Collected data

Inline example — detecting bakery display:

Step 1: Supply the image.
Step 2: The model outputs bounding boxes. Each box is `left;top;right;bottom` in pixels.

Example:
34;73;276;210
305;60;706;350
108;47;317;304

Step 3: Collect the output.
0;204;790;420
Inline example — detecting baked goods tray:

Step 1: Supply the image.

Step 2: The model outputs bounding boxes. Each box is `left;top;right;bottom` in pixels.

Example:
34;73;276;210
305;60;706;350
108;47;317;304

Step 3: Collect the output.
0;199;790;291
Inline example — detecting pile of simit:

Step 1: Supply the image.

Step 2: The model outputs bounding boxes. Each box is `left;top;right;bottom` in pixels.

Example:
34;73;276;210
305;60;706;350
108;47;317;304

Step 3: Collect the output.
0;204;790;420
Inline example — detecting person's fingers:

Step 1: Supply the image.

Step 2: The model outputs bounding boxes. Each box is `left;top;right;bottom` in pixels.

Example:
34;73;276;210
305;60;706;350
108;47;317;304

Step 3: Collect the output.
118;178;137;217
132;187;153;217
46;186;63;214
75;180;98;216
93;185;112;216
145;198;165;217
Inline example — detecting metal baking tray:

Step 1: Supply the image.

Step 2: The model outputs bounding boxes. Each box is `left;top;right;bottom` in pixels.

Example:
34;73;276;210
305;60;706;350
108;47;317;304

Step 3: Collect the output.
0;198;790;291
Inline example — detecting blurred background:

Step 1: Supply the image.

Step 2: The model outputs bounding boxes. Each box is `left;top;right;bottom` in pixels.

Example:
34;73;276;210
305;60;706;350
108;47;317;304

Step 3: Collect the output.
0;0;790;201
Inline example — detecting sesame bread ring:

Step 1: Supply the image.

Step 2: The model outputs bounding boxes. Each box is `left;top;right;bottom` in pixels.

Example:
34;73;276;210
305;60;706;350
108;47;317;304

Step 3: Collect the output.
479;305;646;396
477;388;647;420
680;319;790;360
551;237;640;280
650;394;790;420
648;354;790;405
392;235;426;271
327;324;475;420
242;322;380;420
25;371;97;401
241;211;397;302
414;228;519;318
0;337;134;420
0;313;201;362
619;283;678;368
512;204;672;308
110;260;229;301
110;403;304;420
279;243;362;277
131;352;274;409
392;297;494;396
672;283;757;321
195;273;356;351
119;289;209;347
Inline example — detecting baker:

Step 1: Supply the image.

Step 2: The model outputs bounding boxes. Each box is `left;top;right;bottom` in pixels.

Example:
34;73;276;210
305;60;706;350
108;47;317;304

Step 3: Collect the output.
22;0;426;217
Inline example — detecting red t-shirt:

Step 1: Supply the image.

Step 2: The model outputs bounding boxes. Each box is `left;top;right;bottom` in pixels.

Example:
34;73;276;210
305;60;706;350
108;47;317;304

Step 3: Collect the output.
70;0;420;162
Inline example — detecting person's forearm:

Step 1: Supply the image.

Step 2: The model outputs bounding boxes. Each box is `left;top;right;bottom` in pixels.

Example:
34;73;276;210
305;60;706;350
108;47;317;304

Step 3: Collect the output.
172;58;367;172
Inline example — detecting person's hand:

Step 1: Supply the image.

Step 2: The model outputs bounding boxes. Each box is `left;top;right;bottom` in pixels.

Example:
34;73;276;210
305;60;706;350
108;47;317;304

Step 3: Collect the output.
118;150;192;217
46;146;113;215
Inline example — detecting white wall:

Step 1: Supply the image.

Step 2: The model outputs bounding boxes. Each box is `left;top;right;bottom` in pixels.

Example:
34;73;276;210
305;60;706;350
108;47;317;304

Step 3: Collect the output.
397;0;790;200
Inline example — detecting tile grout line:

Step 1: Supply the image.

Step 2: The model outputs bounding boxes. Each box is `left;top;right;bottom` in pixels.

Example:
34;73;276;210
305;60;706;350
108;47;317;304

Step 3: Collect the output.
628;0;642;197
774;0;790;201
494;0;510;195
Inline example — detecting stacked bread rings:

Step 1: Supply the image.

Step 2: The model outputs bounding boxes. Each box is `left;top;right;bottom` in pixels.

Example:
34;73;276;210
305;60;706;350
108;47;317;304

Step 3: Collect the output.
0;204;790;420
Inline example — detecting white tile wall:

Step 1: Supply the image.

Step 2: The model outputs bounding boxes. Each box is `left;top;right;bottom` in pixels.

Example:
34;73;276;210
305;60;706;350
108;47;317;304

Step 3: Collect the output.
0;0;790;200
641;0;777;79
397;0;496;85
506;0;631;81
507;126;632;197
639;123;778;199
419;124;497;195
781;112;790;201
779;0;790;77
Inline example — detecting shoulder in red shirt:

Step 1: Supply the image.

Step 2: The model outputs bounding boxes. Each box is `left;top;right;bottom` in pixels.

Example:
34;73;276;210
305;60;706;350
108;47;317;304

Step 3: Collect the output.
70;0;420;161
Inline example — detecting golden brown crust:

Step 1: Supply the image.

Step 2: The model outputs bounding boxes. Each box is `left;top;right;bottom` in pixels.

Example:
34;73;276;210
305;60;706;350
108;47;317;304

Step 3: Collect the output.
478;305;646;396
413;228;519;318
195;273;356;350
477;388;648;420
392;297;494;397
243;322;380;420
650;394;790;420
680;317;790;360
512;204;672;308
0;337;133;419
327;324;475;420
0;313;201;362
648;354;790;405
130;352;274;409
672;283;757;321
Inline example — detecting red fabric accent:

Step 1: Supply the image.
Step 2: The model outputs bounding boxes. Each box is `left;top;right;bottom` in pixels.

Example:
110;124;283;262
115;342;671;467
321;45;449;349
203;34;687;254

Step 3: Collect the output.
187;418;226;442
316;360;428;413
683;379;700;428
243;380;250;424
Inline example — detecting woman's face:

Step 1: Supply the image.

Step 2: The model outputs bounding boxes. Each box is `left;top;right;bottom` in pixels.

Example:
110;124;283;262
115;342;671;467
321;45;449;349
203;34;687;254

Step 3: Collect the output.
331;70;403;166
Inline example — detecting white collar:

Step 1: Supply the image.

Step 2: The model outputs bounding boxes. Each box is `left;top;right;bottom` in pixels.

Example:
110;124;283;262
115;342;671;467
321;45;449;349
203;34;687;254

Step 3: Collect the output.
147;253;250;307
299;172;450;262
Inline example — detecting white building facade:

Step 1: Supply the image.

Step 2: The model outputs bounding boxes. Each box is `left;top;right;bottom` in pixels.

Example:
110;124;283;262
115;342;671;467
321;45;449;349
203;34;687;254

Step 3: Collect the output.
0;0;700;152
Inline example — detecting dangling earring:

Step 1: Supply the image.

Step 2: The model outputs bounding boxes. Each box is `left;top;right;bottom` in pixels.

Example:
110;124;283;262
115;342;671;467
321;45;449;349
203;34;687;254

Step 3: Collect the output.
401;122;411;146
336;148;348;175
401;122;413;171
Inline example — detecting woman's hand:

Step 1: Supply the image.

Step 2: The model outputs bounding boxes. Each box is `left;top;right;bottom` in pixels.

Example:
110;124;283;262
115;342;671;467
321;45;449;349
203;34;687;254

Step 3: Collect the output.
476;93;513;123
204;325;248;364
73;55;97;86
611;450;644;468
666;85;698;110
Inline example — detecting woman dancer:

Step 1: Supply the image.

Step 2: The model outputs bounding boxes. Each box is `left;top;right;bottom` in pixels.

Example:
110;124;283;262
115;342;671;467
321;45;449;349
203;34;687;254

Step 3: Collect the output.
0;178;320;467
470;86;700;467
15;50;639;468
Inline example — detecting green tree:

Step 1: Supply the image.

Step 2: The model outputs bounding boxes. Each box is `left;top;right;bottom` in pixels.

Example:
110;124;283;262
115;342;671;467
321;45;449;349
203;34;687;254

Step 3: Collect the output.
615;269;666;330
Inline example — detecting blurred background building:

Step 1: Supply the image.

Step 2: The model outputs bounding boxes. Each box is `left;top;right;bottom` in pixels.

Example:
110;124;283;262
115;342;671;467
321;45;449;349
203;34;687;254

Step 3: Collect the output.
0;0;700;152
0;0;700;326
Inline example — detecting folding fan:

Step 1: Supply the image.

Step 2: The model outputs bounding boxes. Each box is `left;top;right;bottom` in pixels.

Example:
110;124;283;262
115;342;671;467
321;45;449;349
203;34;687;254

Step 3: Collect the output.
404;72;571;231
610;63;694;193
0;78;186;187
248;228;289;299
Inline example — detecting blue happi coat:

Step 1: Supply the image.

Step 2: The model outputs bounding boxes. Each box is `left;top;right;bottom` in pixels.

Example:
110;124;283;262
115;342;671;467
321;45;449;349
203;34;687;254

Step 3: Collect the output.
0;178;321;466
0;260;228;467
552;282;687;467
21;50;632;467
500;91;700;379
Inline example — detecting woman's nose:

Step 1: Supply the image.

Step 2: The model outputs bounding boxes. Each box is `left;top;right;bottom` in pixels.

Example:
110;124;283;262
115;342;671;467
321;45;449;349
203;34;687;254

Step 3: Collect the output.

Exercise instructions:
Can you lay out the collected data above as a JSON list of strings, one per line and skipping blank lines, running from the first line up to and including the line with "145;198;165;217"?

Worked solution:
[
  "Inline example — detecting bakery display:",
  "Step 1: Supply the image.",
  "Step 2: The model outputs bounding boxes. Each box is `left;top;right;bottom` in pixels.",
  "Example:",
  "34;73;276;210",
  "305;60;706;350",
  "108;47;317;304",
  "Step 3: Collect the output.",
  "0;204;790;420",
  "Inline example — detecting baked goods tray:",
  "Step 1: Supply the image.",
  "Step 2: The model outputs bounding boxes. Each box is `left;top;right;bottom` in pixels.",
  "Example:",
  "34;73;276;210",
  "305;60;706;350",
  "108;47;317;304",
  "Step 3: Collect the output.",
  "0;199;790;291",
  "Inline example — detecting pile of simit:",
  "Step 1: Supply the image.",
  "Step 2: The model outputs bounding boxes. Each box is `left;top;right;bottom` in pixels.",
  "Example:",
  "34;73;276;210",
  "305;60;706;350",
  "108;47;317;304",
  "Step 3: Collect the output.",
  "0;204;790;420",
  "Inline example — detecting person's fingers:",
  "Step 1: Supply the image.",
  "Step 2: The model outputs bounding boxes. Each box is `left;top;right;bottom` in pixels.",
  "Example:",
  "34;73;276;210",
  "305;60;706;350",
  "108;47;317;304",
  "Step 3: Collect the output.",
  "118;178;137;217",
  "132;187;153;217",
  "46;186;63;214",
  "75;180;98;216",
  "93;185;112;216",
  "145;198;165;217"
]